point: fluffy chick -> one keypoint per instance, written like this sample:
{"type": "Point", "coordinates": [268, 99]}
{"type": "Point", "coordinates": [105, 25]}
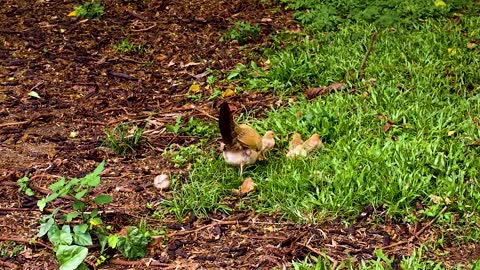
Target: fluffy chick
{"type": "Point", "coordinates": [299, 148]}
{"type": "Point", "coordinates": [295, 145]}
{"type": "Point", "coordinates": [239, 158]}
{"type": "Point", "coordinates": [312, 143]}
{"type": "Point", "coordinates": [268, 142]}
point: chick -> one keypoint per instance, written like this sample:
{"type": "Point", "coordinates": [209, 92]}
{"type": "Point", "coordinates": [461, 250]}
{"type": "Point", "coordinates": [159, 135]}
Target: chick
{"type": "Point", "coordinates": [239, 158]}
{"type": "Point", "coordinates": [295, 145]}
{"type": "Point", "coordinates": [312, 143]}
{"type": "Point", "coordinates": [299, 148]}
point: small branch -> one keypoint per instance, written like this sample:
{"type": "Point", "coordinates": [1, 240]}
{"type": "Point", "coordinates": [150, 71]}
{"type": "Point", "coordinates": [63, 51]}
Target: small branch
{"type": "Point", "coordinates": [319, 253]}
{"type": "Point", "coordinates": [147, 263]}
{"type": "Point", "coordinates": [26, 241]}
{"type": "Point", "coordinates": [226, 222]}
{"type": "Point", "coordinates": [416, 235]}
{"type": "Point", "coordinates": [361, 72]}
{"type": "Point", "coordinates": [9, 265]}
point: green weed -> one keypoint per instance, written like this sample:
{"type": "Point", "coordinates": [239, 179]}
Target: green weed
{"type": "Point", "coordinates": [241, 32]}
{"type": "Point", "coordinates": [10, 249]}
{"type": "Point", "coordinates": [89, 10]}
{"type": "Point", "coordinates": [126, 46]}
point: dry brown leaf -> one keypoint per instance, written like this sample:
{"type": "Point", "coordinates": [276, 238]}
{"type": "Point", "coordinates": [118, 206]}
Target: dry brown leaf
{"type": "Point", "coordinates": [195, 89]}
{"type": "Point", "coordinates": [161, 181]}
{"type": "Point", "coordinates": [316, 91]}
{"type": "Point", "coordinates": [337, 86]}
{"type": "Point", "coordinates": [228, 93]}
{"type": "Point", "coordinates": [471, 45]}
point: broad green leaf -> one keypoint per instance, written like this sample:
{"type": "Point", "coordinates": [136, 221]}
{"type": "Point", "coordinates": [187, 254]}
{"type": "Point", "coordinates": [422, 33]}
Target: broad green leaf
{"type": "Point", "coordinates": [70, 216]}
{"type": "Point", "coordinates": [103, 199]}
{"type": "Point", "coordinates": [95, 221]}
{"type": "Point", "coordinates": [81, 236]}
{"type": "Point", "coordinates": [60, 237]}
{"type": "Point", "coordinates": [99, 168]}
{"type": "Point", "coordinates": [70, 257]}
{"type": "Point", "coordinates": [78, 205]}
{"type": "Point", "coordinates": [134, 244]}
{"type": "Point", "coordinates": [82, 228]}
{"type": "Point", "coordinates": [57, 185]}
{"type": "Point", "coordinates": [45, 227]}
{"type": "Point", "coordinates": [102, 238]}
{"type": "Point", "coordinates": [232, 75]}
{"type": "Point", "coordinates": [41, 204]}
{"type": "Point", "coordinates": [80, 194]}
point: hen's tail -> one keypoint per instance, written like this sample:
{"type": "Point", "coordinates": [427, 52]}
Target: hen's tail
{"type": "Point", "coordinates": [226, 124]}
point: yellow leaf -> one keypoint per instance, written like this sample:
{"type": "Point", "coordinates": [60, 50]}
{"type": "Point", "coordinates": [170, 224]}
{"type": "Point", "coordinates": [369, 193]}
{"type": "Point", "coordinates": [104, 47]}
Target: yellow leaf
{"type": "Point", "coordinates": [228, 93]}
{"type": "Point", "coordinates": [247, 186]}
{"type": "Point", "coordinates": [73, 134]}
{"type": "Point", "coordinates": [73, 14]}
{"type": "Point", "coordinates": [440, 3]}
{"type": "Point", "coordinates": [270, 228]}
{"type": "Point", "coordinates": [195, 89]}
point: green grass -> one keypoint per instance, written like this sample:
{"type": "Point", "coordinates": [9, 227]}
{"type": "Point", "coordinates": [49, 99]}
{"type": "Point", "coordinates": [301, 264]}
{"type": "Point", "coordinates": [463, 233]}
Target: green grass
{"type": "Point", "coordinates": [421, 76]}
{"type": "Point", "coordinates": [382, 262]}
{"type": "Point", "coordinates": [426, 90]}
{"type": "Point", "coordinates": [126, 46]}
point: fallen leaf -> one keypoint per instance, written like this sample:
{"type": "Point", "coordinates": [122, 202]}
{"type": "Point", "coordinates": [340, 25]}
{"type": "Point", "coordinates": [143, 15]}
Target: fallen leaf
{"type": "Point", "coordinates": [337, 86]}
{"type": "Point", "coordinates": [161, 57]}
{"type": "Point", "coordinates": [228, 93]}
{"type": "Point", "coordinates": [247, 186]}
{"type": "Point", "coordinates": [440, 3]}
{"type": "Point", "coordinates": [381, 116]}
{"type": "Point", "coordinates": [190, 64]}
{"type": "Point", "coordinates": [73, 134]}
{"type": "Point", "coordinates": [195, 89]}
{"type": "Point", "coordinates": [73, 14]}
{"type": "Point", "coordinates": [33, 94]}
{"type": "Point", "coordinates": [161, 181]}
{"type": "Point", "coordinates": [316, 91]}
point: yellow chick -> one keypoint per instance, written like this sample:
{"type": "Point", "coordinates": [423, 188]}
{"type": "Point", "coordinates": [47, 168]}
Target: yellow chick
{"type": "Point", "coordinates": [268, 142]}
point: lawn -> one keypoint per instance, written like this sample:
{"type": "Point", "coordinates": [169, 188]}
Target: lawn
{"type": "Point", "coordinates": [111, 137]}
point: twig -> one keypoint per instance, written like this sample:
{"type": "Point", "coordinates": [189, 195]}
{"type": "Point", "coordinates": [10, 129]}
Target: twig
{"type": "Point", "coordinates": [23, 240]}
{"type": "Point", "coordinates": [144, 29]}
{"type": "Point", "coordinates": [319, 253]}
{"type": "Point", "coordinates": [361, 72]}
{"type": "Point", "coordinates": [416, 235]}
{"type": "Point", "coordinates": [150, 262]}
{"type": "Point", "coordinates": [206, 114]}
{"type": "Point", "coordinates": [9, 265]}
{"type": "Point", "coordinates": [226, 222]}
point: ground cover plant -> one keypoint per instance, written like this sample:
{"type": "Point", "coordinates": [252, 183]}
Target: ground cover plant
{"type": "Point", "coordinates": [109, 135]}
{"type": "Point", "coordinates": [403, 139]}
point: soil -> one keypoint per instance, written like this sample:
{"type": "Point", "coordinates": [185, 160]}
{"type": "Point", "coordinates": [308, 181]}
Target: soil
{"type": "Point", "coordinates": [87, 87]}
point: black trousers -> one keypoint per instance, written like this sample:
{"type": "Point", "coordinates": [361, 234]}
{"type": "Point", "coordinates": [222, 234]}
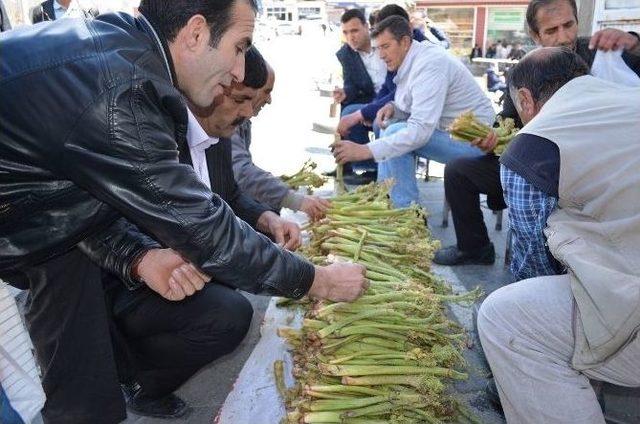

-*-

_WHAT TO DO_. Recopy the whole listing above precisely, excluding images.

_WRITTEN SOLUTION_.
point: fluffy chick -> one keypoint per instance, written like this sample:
{"type": "Point", "coordinates": [268, 99]}
{"type": "Point", "coordinates": [105, 25]}
Target: fluffy chick
{"type": "Point", "coordinates": [299, 148]}
{"type": "Point", "coordinates": [295, 145]}
{"type": "Point", "coordinates": [239, 158]}
{"type": "Point", "coordinates": [312, 143]}
{"type": "Point", "coordinates": [268, 142]}
point: chick -> one keypoint per instance, written like this sample:
{"type": "Point", "coordinates": [209, 92]}
{"type": "Point", "coordinates": [461, 250]}
{"type": "Point", "coordinates": [159, 135]}
Target: chick
{"type": "Point", "coordinates": [239, 158]}
{"type": "Point", "coordinates": [295, 145]}
{"type": "Point", "coordinates": [312, 143]}
{"type": "Point", "coordinates": [299, 148]}
point: small branch -> one keypoint per instance, written like this sample:
{"type": "Point", "coordinates": [1, 240]}
{"type": "Point", "coordinates": [150, 71]}
{"type": "Point", "coordinates": [63, 51]}
Target: small branch
{"type": "Point", "coordinates": [319, 253]}
{"type": "Point", "coordinates": [147, 263]}
{"type": "Point", "coordinates": [26, 241]}
{"type": "Point", "coordinates": [226, 222]}
{"type": "Point", "coordinates": [416, 235]}
{"type": "Point", "coordinates": [361, 72]}
{"type": "Point", "coordinates": [9, 265]}
point: green weed -> one keypoint per instance, written like this sample:
{"type": "Point", "coordinates": [239, 179]}
Target: green weed
{"type": "Point", "coordinates": [241, 32]}
{"type": "Point", "coordinates": [10, 249]}
{"type": "Point", "coordinates": [89, 10]}
{"type": "Point", "coordinates": [126, 46]}
point: dry brown leaf -> one keypoint per instance, written like this sample:
{"type": "Point", "coordinates": [276, 238]}
{"type": "Point", "coordinates": [118, 206]}
Target: dry brown leaf
{"type": "Point", "coordinates": [195, 89]}
{"type": "Point", "coordinates": [161, 181]}
{"type": "Point", "coordinates": [316, 91]}
{"type": "Point", "coordinates": [337, 86]}
{"type": "Point", "coordinates": [228, 93]}
{"type": "Point", "coordinates": [471, 45]}
point: broad green leaf -> one keypoint per instance, written like this sample:
{"type": "Point", "coordinates": [136, 221]}
{"type": "Point", "coordinates": [187, 254]}
{"type": "Point", "coordinates": [422, 33]}
Target: broad green leaf
{"type": "Point", "coordinates": [70, 216]}
{"type": "Point", "coordinates": [103, 199]}
{"type": "Point", "coordinates": [95, 221]}
{"type": "Point", "coordinates": [81, 236]}
{"type": "Point", "coordinates": [60, 237]}
{"type": "Point", "coordinates": [99, 168]}
{"type": "Point", "coordinates": [70, 257]}
{"type": "Point", "coordinates": [78, 205]}
{"type": "Point", "coordinates": [134, 244]}
{"type": "Point", "coordinates": [82, 228]}
{"type": "Point", "coordinates": [57, 185]}
{"type": "Point", "coordinates": [45, 227]}
{"type": "Point", "coordinates": [102, 238]}
{"type": "Point", "coordinates": [232, 75]}
{"type": "Point", "coordinates": [41, 204]}
{"type": "Point", "coordinates": [80, 194]}
point: hen's tail -> one keypoint per instance, written like this sample:
{"type": "Point", "coordinates": [427, 52]}
Target: hen's tail
{"type": "Point", "coordinates": [226, 124]}
point: yellow leaf -> one keypoint per instance, written like this sample:
{"type": "Point", "coordinates": [60, 50]}
{"type": "Point", "coordinates": [170, 224]}
{"type": "Point", "coordinates": [369, 193]}
{"type": "Point", "coordinates": [104, 47]}
Target: yellow leaf
{"type": "Point", "coordinates": [228, 93]}
{"type": "Point", "coordinates": [247, 186]}
{"type": "Point", "coordinates": [73, 134]}
{"type": "Point", "coordinates": [73, 14]}
{"type": "Point", "coordinates": [440, 3]}
{"type": "Point", "coordinates": [270, 228]}
{"type": "Point", "coordinates": [195, 89]}
point: green grass -> one keypoint per instance, written like this sample:
{"type": "Point", "coordinates": [9, 227]}
{"type": "Point", "coordinates": [49, 99]}
{"type": "Point", "coordinates": [301, 264]}
{"type": "Point", "coordinates": [463, 233]}
Target: green grass
{"type": "Point", "coordinates": [421, 76]}
{"type": "Point", "coordinates": [382, 262]}
{"type": "Point", "coordinates": [426, 90]}
{"type": "Point", "coordinates": [126, 46]}
point: fallen leaf -> one keypoint per instance, written like this sample:
{"type": "Point", "coordinates": [122, 202]}
{"type": "Point", "coordinates": [340, 25]}
{"type": "Point", "coordinates": [143, 15]}
Target: fallen leaf
{"type": "Point", "coordinates": [337, 86]}
{"type": "Point", "coordinates": [161, 57]}
{"type": "Point", "coordinates": [228, 93]}
{"type": "Point", "coordinates": [247, 186]}
{"type": "Point", "coordinates": [440, 3]}
{"type": "Point", "coordinates": [381, 116]}
{"type": "Point", "coordinates": [190, 64]}
{"type": "Point", "coordinates": [73, 134]}
{"type": "Point", "coordinates": [195, 89]}
{"type": "Point", "coordinates": [73, 14]}
{"type": "Point", "coordinates": [33, 94]}
{"type": "Point", "coordinates": [161, 181]}
{"type": "Point", "coordinates": [316, 91]}
point: yellow chick -> one keypoint per instance, written like this sample:
{"type": "Point", "coordinates": [423, 188]}
{"type": "Point", "coordinates": [47, 168]}
Target: yellow chick
{"type": "Point", "coordinates": [268, 142]}
point: lawn -> one keypoint per instance, written like this sample:
{"type": "Point", "coordinates": [169, 188]}
Target: lawn
{"type": "Point", "coordinates": [111, 137]}
point: twig -> one keypoint per instance, written like this sample:
{"type": "Point", "coordinates": [189, 195]}
{"type": "Point", "coordinates": [10, 129]}
Target: twig
{"type": "Point", "coordinates": [23, 240]}
{"type": "Point", "coordinates": [144, 29]}
{"type": "Point", "coordinates": [319, 253]}
{"type": "Point", "coordinates": [361, 72]}
{"type": "Point", "coordinates": [416, 235]}
{"type": "Point", "coordinates": [150, 262]}
{"type": "Point", "coordinates": [206, 114]}
{"type": "Point", "coordinates": [9, 265]}
{"type": "Point", "coordinates": [226, 222]}
point: ground cover plant -> one keypoint per instance, written like this sample:
{"type": "Point", "coordinates": [252, 183]}
Target: ground cover plant
{"type": "Point", "coordinates": [109, 135]}
{"type": "Point", "coordinates": [403, 139]}
point: soil -> one keypoint per instance, written like this sample:
{"type": "Point", "coordinates": [185, 160]}
{"type": "Point", "coordinates": [308, 181]}
Target: soil
{"type": "Point", "coordinates": [87, 87]}
point: black trousers -> one keypoint per instance, written like this sample:
{"type": "Point", "coordinates": [361, 234]}
{"type": "Point", "coordinates": [222, 234]}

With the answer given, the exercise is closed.